-- Excerpt start --

Graph of the Week at http://qosient.com/argus

Tue Sep 19 07:39:27 EDT 2006

Hey Richard,
Binary files are more efficient than ascii, so when generating/transporting/processing/filtering 1M+ records an hour or so, which is common for argus in large networks, we need to be efficient.

We have a lot of database support in gargoyle, so the experience below is all derived from that work.

So, we don't put flow records into databases, as a general rule, because there are way too many flow records, but we do put heavily aggregated flow data into databases and indexes to flow data in databases all the time.  We use this strategy to help find/reference/manage the primitive/original flow data, say based on time, or address or event.  When we do put actual flow data into something like mysql, we generally will have the key fields and a few attributes,  whatever was "key" at the time of analysis, but then put the entire binary flow record in as a blob, so that even if the schema is an abbreviated one, say only src address and time, we can have the complete flow data available.  This works very well.

When we build collections of data, say for forensics analysis and reporting, which involves a little data from here, a little data from there, some enrichment and annotation and raw flow data, we usually provide all the 'derived' data, as well as any original primitive data, so the analysis can be self contained, and shipped around and worked, independent of the original data.  Here, providing/supporting binary data is also very important, since some of the evidence maybe an image or program or something non-ascii.

Hopefully, there is something useful in my response!!!

Carter

Carter Bullard
QoSient LLC
150 E. 57th Street Suite 12D
New York, New York 10022
+1 212 588-9133 Phone
+1 212 588-9134 Fax  

-----Original Message-----
From: "Richard Bejtlich" <taosecurity at gmail.com>
Date: Sun, 17 Sep 2006 05:23:42 
To:carter at qosient.com
Cc:argus-info-bounces at lists.andrew.cmu.edu, "Olaf Gellert" <olaf.gellert at intrusion-lab.net>, Argus <argus-info at lists.andrew.cmu.edu>, "Bamm Visscher" <bamm.visscher at gmail.com>
Subject: Re: [ARGUS] Graph of the Week at http://qosient.com/argus

On 9/15/06, carter at qosient.com <carter at qosient.com> wrote:
> Hey Richard, et al,
> Why doesn't squil eat Argus records yet ;o)
>

Hi Carter,

This is an issue we have debated.  Maybe if I explain our current
situation you can imagine a solution?

Currently we use SANCP (www.metre.net/sancp.html) in the following
manner.  SANCP watches traffic and writes results to files with text
data like the following:

1|4960894957268645250|2006-08-08 14:46:06|2006-08-08
14:46:16|10|6|1167053256|57239|1123635987|443|9|1469|10|2103|27|27
1|4960894957268571650|2006-08-08 14:46:06|2006-08-08
14:46:17|11|6|1167053256|57238|1123636051|443|11|5063|9|1940|27|27

These records are bi-directional and generally unique for each session.

-- Excerpt end --
-- Provided material start --

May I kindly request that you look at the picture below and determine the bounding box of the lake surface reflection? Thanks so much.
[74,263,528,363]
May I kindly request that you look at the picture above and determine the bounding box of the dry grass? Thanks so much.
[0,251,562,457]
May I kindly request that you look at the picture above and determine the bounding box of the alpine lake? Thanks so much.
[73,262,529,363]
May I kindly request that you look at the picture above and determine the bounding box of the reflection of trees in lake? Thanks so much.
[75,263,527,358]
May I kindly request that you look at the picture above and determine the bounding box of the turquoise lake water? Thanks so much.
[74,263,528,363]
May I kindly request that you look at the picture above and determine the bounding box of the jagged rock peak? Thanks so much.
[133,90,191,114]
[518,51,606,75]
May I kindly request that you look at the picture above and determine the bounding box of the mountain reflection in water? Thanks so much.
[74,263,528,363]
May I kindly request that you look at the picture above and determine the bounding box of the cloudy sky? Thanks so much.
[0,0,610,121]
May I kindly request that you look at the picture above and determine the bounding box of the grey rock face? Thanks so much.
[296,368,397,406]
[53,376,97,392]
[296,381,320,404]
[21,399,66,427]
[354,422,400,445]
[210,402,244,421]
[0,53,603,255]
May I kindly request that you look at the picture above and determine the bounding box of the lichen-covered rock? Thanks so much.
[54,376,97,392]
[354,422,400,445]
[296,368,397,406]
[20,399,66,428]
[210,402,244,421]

-- Provided material end --
-- Provided material start --

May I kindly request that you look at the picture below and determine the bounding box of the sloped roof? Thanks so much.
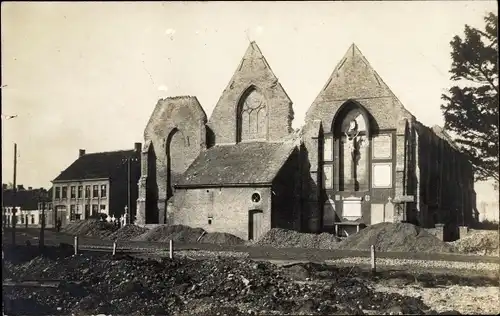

-- Provided material end --

Work to do:
1 > In the Argus thread, how is the entire binary flow record stored when actual flow data is put into something like mysql?
2 > Please echo the stretch of the Argus thread from "This is an issue" through "for each session.".

Exercise answers:
1 > As a blob.

2 >
This is an issue we have debated.  Maybe if I explain our current
situation you can imagine a solution?

Currently we use SANCP (www.metre.net/sancp.html) in the following
manner.  SANCP watches traffic and writes results to files with text
data like the following:

1|4960894957268645250|2006-08-08 14:46:06|2006-08-08
14:46:16|10|6|1167053256|57239|1123635987|443|9|1469|10|2103|27|27
1|4960894957268571650|2006-08-08 14:46:06|2006-08-08
14:46:17|11|6|1167053256|57238|1123636051|443|11|5063|9|1940|27|27

These records are bi-directional and generally unique for each session.